SUPPLIED DATA
◆ ◆ ◆ ◆

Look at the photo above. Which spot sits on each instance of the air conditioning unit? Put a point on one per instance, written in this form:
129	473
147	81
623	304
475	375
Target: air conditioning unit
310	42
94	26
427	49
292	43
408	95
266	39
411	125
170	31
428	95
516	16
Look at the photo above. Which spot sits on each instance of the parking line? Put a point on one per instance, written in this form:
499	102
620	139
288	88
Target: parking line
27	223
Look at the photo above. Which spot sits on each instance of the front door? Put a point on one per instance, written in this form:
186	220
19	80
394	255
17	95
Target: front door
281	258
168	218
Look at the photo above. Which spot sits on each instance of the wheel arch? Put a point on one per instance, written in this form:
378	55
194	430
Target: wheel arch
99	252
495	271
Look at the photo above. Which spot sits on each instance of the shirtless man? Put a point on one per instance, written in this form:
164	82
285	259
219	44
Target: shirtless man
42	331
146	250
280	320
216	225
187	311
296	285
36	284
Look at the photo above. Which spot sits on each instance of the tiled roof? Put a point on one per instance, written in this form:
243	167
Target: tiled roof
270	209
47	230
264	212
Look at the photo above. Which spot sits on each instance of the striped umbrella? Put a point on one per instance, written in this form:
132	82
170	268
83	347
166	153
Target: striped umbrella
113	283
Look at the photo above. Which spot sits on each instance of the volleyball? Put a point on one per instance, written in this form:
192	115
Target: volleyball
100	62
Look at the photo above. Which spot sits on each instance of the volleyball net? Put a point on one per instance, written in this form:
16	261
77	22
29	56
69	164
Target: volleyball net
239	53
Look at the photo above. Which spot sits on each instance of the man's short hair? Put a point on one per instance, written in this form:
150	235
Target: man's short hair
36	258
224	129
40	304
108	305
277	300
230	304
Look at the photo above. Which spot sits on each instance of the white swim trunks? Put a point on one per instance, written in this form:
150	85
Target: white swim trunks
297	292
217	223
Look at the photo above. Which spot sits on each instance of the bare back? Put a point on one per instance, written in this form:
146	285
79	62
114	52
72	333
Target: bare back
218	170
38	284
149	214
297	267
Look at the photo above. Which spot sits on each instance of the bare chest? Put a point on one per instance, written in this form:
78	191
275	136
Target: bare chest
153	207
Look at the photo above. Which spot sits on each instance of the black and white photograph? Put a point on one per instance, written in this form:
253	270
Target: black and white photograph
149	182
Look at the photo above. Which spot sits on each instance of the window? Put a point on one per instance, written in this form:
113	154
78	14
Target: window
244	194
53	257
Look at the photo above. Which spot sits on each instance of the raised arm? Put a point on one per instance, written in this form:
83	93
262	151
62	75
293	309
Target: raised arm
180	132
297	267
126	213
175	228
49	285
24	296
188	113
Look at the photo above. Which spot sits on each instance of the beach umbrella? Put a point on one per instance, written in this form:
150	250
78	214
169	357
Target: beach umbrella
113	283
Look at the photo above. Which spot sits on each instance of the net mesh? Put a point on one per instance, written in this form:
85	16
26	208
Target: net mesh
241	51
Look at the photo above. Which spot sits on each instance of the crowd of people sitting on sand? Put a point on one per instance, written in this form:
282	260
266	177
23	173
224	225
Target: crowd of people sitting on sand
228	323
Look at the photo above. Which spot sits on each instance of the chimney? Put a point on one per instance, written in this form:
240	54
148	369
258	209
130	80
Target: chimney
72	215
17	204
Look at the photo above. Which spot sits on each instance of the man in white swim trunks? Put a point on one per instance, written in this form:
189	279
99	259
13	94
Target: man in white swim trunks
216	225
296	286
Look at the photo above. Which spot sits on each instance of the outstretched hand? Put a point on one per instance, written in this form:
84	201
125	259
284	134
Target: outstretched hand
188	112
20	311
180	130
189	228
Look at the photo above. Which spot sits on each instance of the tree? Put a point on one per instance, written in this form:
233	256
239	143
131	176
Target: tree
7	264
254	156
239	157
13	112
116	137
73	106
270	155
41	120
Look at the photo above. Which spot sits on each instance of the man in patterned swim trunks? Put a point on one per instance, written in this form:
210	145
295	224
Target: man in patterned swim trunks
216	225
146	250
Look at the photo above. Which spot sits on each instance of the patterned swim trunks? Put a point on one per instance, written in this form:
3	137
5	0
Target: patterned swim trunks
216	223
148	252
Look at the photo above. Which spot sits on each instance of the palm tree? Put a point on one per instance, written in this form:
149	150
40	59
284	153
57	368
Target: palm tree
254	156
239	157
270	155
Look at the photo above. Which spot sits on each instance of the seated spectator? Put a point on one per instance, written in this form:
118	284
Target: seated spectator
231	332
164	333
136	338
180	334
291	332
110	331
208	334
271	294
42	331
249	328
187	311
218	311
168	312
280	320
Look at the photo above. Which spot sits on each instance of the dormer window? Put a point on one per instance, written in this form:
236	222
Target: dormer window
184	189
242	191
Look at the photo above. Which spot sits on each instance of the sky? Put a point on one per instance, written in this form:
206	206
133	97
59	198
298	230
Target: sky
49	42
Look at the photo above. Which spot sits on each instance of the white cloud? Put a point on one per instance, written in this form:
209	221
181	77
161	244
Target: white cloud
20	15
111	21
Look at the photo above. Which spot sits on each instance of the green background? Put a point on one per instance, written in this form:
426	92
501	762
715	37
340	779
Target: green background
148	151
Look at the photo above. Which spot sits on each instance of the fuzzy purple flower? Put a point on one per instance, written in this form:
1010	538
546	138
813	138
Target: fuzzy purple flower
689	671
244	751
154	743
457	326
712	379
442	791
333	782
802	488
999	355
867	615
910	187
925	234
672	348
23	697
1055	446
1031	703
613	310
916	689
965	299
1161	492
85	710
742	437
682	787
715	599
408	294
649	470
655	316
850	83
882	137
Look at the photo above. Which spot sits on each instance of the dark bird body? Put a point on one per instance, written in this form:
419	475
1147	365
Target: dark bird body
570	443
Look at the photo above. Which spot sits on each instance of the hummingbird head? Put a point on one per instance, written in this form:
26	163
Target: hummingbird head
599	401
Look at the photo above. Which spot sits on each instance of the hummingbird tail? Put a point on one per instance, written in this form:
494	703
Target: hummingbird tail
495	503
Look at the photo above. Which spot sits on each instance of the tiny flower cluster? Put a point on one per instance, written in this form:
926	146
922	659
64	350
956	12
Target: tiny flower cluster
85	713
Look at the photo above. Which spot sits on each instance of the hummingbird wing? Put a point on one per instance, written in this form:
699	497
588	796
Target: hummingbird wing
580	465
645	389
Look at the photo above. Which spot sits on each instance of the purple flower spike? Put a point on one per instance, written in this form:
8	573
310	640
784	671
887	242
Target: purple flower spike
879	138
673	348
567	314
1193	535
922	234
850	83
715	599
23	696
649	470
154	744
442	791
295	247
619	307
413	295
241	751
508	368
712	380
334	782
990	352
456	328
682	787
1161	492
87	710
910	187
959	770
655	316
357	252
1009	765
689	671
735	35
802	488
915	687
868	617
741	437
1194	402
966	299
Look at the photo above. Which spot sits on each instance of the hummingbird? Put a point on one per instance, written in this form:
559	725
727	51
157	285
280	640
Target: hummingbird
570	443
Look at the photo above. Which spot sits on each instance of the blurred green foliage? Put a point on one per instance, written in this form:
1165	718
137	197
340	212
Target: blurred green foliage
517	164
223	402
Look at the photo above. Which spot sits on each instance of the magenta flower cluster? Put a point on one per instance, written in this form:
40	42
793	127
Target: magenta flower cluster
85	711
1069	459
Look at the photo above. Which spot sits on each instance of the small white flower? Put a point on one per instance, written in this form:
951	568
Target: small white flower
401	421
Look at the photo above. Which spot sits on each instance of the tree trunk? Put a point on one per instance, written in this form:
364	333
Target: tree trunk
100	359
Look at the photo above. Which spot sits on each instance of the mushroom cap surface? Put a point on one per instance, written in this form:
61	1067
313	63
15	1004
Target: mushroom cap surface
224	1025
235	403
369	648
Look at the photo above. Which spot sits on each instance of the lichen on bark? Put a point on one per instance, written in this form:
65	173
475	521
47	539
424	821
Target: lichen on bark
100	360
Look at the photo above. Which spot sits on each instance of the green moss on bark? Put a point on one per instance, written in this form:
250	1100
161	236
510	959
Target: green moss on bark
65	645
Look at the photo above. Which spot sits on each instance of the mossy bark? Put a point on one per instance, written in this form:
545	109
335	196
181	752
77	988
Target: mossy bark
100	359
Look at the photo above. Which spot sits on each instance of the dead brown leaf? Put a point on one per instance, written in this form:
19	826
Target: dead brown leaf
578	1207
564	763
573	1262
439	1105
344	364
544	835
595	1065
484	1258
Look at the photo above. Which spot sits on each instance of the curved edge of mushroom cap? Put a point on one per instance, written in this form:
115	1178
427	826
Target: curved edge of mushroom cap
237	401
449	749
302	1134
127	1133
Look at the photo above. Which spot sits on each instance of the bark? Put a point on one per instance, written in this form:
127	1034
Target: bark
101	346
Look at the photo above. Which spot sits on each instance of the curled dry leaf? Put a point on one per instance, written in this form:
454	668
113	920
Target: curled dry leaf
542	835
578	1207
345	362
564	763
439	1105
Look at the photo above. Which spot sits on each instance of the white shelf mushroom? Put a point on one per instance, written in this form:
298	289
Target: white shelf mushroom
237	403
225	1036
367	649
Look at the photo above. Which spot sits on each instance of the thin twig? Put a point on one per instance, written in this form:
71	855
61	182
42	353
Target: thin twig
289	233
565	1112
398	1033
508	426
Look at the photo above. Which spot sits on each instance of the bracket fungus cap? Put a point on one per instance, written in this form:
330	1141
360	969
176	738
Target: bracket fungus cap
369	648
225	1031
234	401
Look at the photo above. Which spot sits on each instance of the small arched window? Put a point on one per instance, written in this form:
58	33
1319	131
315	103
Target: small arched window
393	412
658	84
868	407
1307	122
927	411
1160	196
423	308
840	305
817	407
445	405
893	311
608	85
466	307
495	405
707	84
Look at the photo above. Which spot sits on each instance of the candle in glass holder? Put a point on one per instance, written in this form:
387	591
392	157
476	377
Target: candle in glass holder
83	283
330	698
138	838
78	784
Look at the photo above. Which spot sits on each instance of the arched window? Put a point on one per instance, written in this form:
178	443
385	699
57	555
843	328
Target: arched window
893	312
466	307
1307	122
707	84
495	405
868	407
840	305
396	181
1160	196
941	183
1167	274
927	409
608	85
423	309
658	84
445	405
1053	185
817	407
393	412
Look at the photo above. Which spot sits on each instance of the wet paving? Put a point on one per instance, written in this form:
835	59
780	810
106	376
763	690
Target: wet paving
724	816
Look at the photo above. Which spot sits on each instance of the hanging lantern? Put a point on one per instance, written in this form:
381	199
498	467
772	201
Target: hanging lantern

◆ ◆ ◆ ◆

PROBLEM REQUIREMENTS
Pull each line containing "hanging" from the records.

COMPLETED EXERCISE
Look at the photo above. Which spot sits on each instance of the hanging lantern? Put a point on one per instance, written in this form:
Target: hanging lantern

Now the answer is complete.